Joyeux anniversaire Ariel

Élika et Ariel... doux moments


Ariel, fils tant aimé

Ce 3 février 2009, te voilà à ta 26e année d’existence. Toi, mon enfant pour toujours, tu es un homme, un époux, un père. Et pourtant…

Moi, ta mère, je ne sais pas compter les ans. Ils se juxtaposent, s’imbriquent les uns dans les autres, se confondent. Les ans deviennent les couleurs sur la palette du peintre. Ais-je su, à ce point, les marier l’une à l’autre pour achever cette œuvre de vie que tu représentes?

Je te regarde avec orgueil. Il n’est pas une toile, pas un livre, il n’est rien qui puisse m’honorer plus que ton sourire quand tu découvres, à ton tour, le sens de ces mots en regardant ta petite fille. Tu sais le plus important de mon sentiment pour toi, parce que tu le ressens pour ta fille.

À PRODUIRE. Écrivez la suite de la lettre d'anniversaire à Ariel, en reprenant juste après sa dernière phrase.

LIGNES LISTÉES.
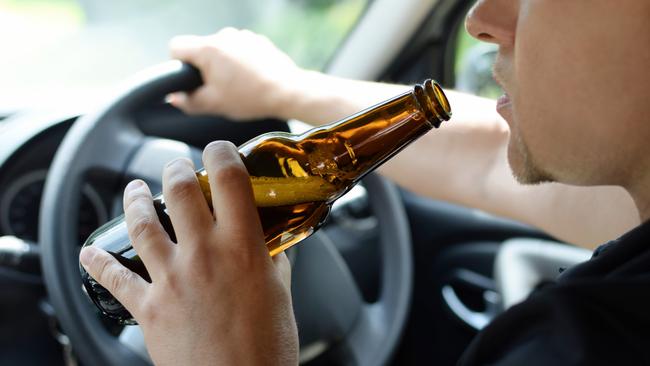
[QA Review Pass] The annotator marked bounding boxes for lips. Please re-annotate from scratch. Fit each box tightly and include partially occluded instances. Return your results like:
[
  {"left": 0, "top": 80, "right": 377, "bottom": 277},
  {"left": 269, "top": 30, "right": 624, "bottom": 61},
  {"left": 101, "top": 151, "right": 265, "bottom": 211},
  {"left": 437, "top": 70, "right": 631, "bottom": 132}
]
[
  {"left": 497, "top": 94, "right": 511, "bottom": 109},
  {"left": 497, "top": 94, "right": 512, "bottom": 122}
]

RÉPONSE.
Là est notre rencontre mon fils.

Pendant le quart d’un siècle tu as été mon étoile polaire. J’ai navigué sur des mers tourmentées sans jamais sombrer parce que tu étais là.

Aujourd’hui, moins qu’hier je n’ai pas l’intention de rentrer au port. Mes voiles sont gonflées vers de nouveaux horizons. Et le plus troublant dans ce voyage sans fin, c’est de regarder mon ciel et de voir s’y multiplier les étoiles.

Ce 3 février 2009, te voilà à ta 26e année d’existence. Tu es un homme, un époux, un père… là est ta vie. Empare-toi d’elle mon fils aimé, car là est ton avenir.